## Short exercise
Set down each line of the data below exactly as it stands, dropping the pictures.

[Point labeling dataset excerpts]
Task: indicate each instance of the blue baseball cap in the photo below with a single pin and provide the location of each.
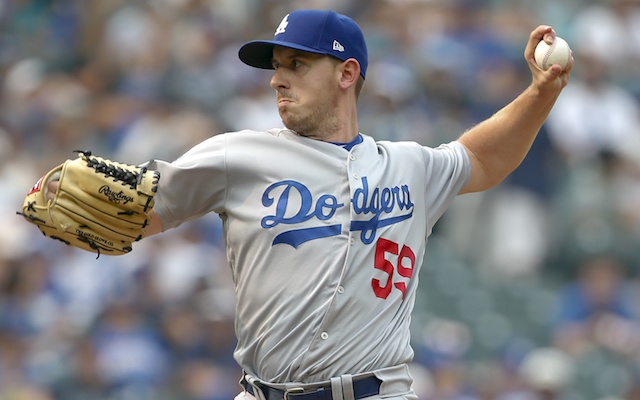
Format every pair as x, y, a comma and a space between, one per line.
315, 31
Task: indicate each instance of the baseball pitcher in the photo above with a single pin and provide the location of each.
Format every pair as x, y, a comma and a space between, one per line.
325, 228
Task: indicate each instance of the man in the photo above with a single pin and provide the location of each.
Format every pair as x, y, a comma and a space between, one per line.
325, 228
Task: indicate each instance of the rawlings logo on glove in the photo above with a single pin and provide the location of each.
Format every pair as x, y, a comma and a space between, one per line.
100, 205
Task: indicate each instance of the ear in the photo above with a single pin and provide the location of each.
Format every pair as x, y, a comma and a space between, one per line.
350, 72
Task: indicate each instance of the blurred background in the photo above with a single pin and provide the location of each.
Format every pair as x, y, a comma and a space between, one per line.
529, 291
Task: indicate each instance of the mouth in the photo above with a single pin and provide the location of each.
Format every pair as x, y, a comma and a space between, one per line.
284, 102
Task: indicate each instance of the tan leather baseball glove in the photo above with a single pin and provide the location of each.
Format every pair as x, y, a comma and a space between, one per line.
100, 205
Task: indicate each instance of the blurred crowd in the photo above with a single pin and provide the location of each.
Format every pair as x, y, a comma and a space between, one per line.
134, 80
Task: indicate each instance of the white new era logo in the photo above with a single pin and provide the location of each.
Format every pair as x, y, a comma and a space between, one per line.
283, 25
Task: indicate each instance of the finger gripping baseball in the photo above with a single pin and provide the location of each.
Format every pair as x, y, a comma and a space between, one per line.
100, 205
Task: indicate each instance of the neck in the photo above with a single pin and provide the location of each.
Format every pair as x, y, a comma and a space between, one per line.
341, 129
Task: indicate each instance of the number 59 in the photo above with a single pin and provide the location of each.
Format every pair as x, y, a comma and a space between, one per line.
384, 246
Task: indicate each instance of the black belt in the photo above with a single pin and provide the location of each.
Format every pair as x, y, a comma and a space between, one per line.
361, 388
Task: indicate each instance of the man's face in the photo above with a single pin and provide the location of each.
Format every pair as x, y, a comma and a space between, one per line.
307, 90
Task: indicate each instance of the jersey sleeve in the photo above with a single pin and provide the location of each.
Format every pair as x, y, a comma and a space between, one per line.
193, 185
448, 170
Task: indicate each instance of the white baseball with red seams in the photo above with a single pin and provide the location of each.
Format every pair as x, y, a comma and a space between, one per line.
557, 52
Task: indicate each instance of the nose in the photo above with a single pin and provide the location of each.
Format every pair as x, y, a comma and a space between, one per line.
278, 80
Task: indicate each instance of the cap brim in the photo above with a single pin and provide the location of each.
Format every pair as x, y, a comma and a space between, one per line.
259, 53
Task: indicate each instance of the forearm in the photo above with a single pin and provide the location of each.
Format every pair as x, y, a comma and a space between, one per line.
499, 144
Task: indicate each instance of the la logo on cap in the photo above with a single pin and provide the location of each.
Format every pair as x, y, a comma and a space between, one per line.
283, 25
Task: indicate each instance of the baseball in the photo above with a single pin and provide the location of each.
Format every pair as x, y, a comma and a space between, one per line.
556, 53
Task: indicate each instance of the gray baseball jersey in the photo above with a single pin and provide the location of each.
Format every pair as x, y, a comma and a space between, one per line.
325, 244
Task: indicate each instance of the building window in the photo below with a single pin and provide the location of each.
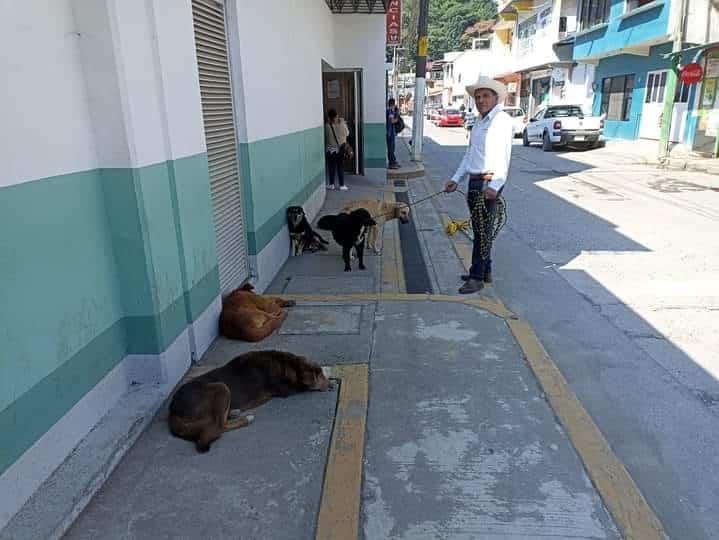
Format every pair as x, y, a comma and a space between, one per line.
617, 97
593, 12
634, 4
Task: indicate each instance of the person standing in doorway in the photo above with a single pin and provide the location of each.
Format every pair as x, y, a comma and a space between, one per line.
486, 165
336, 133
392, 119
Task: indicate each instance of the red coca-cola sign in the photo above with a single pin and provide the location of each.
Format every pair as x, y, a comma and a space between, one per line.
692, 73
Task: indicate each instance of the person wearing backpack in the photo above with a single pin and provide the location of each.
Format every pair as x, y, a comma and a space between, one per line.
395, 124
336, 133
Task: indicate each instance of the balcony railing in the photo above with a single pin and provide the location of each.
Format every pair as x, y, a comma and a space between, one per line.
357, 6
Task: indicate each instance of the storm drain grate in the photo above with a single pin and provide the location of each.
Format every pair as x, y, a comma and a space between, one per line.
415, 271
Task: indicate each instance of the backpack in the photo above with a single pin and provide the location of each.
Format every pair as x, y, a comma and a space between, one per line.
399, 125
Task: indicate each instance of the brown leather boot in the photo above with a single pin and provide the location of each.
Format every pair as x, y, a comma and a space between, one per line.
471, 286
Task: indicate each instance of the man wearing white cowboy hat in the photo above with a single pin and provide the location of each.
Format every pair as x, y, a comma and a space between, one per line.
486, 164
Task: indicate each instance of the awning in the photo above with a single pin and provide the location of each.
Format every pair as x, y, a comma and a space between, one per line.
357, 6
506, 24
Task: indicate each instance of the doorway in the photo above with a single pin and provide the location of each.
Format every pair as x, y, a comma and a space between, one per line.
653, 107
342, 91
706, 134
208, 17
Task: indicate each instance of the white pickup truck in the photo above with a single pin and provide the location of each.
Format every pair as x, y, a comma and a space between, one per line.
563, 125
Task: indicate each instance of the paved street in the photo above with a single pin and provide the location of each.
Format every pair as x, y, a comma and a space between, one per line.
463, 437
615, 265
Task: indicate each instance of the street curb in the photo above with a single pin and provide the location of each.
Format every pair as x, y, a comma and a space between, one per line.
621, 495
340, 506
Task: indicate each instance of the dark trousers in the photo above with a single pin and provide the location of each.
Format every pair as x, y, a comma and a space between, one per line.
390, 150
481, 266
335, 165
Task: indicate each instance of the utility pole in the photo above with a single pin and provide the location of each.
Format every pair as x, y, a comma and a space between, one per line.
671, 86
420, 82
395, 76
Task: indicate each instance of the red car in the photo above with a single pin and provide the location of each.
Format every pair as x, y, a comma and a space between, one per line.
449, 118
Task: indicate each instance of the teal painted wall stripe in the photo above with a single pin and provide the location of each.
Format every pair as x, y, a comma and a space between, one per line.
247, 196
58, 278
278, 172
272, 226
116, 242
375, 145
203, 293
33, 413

## Right answer
Task: indicate each instance of the blue baseball cap in the photo below with a single pin and provide the location of each.
Format every pair as x, y, a comma and a space between, one per line.
315, 31
Task: indicate each instance of the baseball pitcher in the photo above with a single pin and provide the location of each.
Format every pair as x, y, a comma and a space between, one per line.
325, 228
Task: indicate each instance of the man in the photo above with a single pin and provide the location of each.
Format every pair as x, y, a comma and a space between, one per line.
325, 228
Task: indicate each instance of the rawlings logo on glove in the photo above with a single pin and provide the location of each.
Format every pair as x, y, a comma and a space between, one per line.
100, 205
Task: indicate each instance of the ear in the photo above with a single pin and provide the location of each.
Format every pair as x, y, a comma and a space between, one per line.
350, 72
Task: indicate each instance of the blurred background in the photo above with a single pin and provide the location of each.
Format every pair as x, y, a comma and a space between, one per line.
529, 291
Task: indicate each instance of the mouth in the photo above with a single pin and provide the location of each.
Format every pair as x, y, a comma and a space between, one per line.
284, 102
Task: indicate each instance of the tan leather baseball glove in the photo above with a single pin and provide the location of each.
Format every pair as x, y, a comma and a space between, one per line.
100, 205
Task: indicate each instance of the blurred crowd in the photo above with a single pin and provide the location of each.
Format every pair as x, y, a comma and a space between, one per line.
134, 80
Task: indicate each instance of the white new era logo in the photo above with a single pin and provide the location of each.
Format every pair as x, y, a comma and a space between, one per line.
283, 25
Task: indicate each instance of the finger gripping baseball in the photo above with a single pin and provide the location of each.
Format every pair as x, y, a comma and a space between, one per line.
100, 205
Task: indicate each instance of the neck in the photo above with a single pin and provide the location of each.
Format every pair as x, y, a comma and a space between, one per line.
341, 129
Task: indicate each instance of the number 59 in the photo above with a single pin and provide the location of each.
Format every pair as x, y, a comma and a space between, one per line.
384, 246
Task: indicate each instance of the black belt in the photo above with a single pin and provide the location of each.
Format every pair as x, y, a comma and a space between, one per line.
361, 388
Task: indicate each instance of the man's face in the photo above with a single pin and provide the location of each.
Format every pair as x, y, a comma and a space between, one per line.
307, 90
Task: indicate each instance of the jersey sleeve in the photo above with a single pin and provide the location of each.
Format every pair as x, y, a comma and a space between, one per line.
193, 185
448, 170
Task: indicate each instance of the white baseball with red seams in the photo above with a single pin and provide the location of each.
Format every pair as x, y, a comma and a space between, one per line.
557, 52
Task: indicate each instance of the nose in the photo above with a single pin and provide the location of each.
Format every pair as x, y, a comma and a space between, one per line.
278, 80
Task: indicate each instance of the cap brim in the photo above with a single pin and provide the location of each.
Format every pair as x, y, a comma and a space between, one per line.
259, 53
Task: indicate each instance of the forearm in the photo above with a single pin and provide the location of each.
Format every pair as x, y, a comma and a space between, one per line.
499, 144
Task: indicate each instance of the la logo on cap in the photo above with a single pin and provide the location of each.
Format every pair as x, y, a comma and a space between, one per line.
283, 25
Task: indicate each instance of the baseball in the photo above with a single pin and provide the location of each.
Format every pair as x, y, a comma and a space between, one per line.
556, 53
Task: indicate each instance of the gray baseball jersey in the photo above with a single pin and provide the location of each.
Format every pair as x, y, a comma and a space between, one per line.
325, 244
Task: indicate each instance of the building window in the photo below with a single pin and provide the location of each.
Format every pair as x, y, a comma and a space between, one per line.
617, 97
593, 12
634, 4
Task: indicate each instance of the person standing in doorway in the photo above with a single pin and provide the location of each.
Format every pair as x, y, a comma and a space between, one per line.
486, 165
336, 133
392, 119
Task: indicate each instance of the red coca-cola sign in the photo above with a single pin and provide the location of each.
Format every pair as x, y, a comma and a space between, one per line.
692, 73
Task: indicate each instance of the person wearing backpack in the photo above with a single pin and provide the location of each.
Format every pair as x, y, a comma and a space between, one per line.
395, 124
336, 133
Task: indicate each instance of the balcony railing in the photo above with a single pin and provide the location of each.
Format every pair as x, y, a comma and a space between, one per line.
357, 6
Task: indicate each instance of the storm drain grate in the photo above with a single pin and provide the location of each.
Format every pair as x, y, a comma and a space between, one per line.
415, 271
Task: indicate each instance of the backpack in the photo above with a single pin and provide the location of each.
Format every pair as x, y, a comma and a space between, one per line.
399, 125
Task: indicate each instance of the brown leather boot in the photo above with a single pin and provide the location of each.
Format every pair as x, y, a comma and a space between, one per line.
471, 286
Task: indicate each instance of the man wearing white cowboy hat in the photo above with a single pin and provide the location of each.
Format every pair as x, y, a comma and a space between, one per line.
486, 164
Task: indicate each instance of the awning in the photo above with a single pin and provide the location of each.
Format every pair as x, y, a comma and a space between, one per line.
357, 6
506, 24
Task: indicate each instance of the doorway in the photo above with a single pin and provide the location of each.
Format every pair as x, y, a comma and a space between, one per line.
653, 107
342, 91
706, 134
208, 17
Task: indicate each instance of the white pickup truck in the photo above with a single pin and provide the location of each.
Format every pair as x, y, a comma and a space between, one per line.
563, 125
Task: indicate each instance of the paved street in the photo above with a single pin and provide the location of each.
Format every pair as x, y, a comma and a space between, one per line.
463, 437
615, 265
Task: indicate each instance of the street curb in the photo above with a single pin and provide the location of each.
Format every pair as x, y, a comma and a space between, one per line.
621, 495
340, 506
Task: indicate each instance of the dark trousers in the photo above with a single pin and provide the location of each.
Format every pair as x, y, a comma and a space between, one per line.
390, 150
481, 266
335, 165
Task: indicate each instance of the utility pole in the photo above with a single pin and provide the location of each.
Format every pair as x, y, a comma and a space between, one per line.
671, 86
420, 82
395, 76
Task: indicate each instance of the red car in the photo above with a single pin and provide the location of each.
Format every pair as x, y, a comma and a space between, one per line.
449, 118
Task: indicate each instance of the teal painted wall stripe in the photo above with a single pin and provide the location of each.
Format every pair as x, y, a comma and a space between, one per line.
247, 196
58, 278
278, 172
272, 226
116, 242
375, 145
203, 293
33, 413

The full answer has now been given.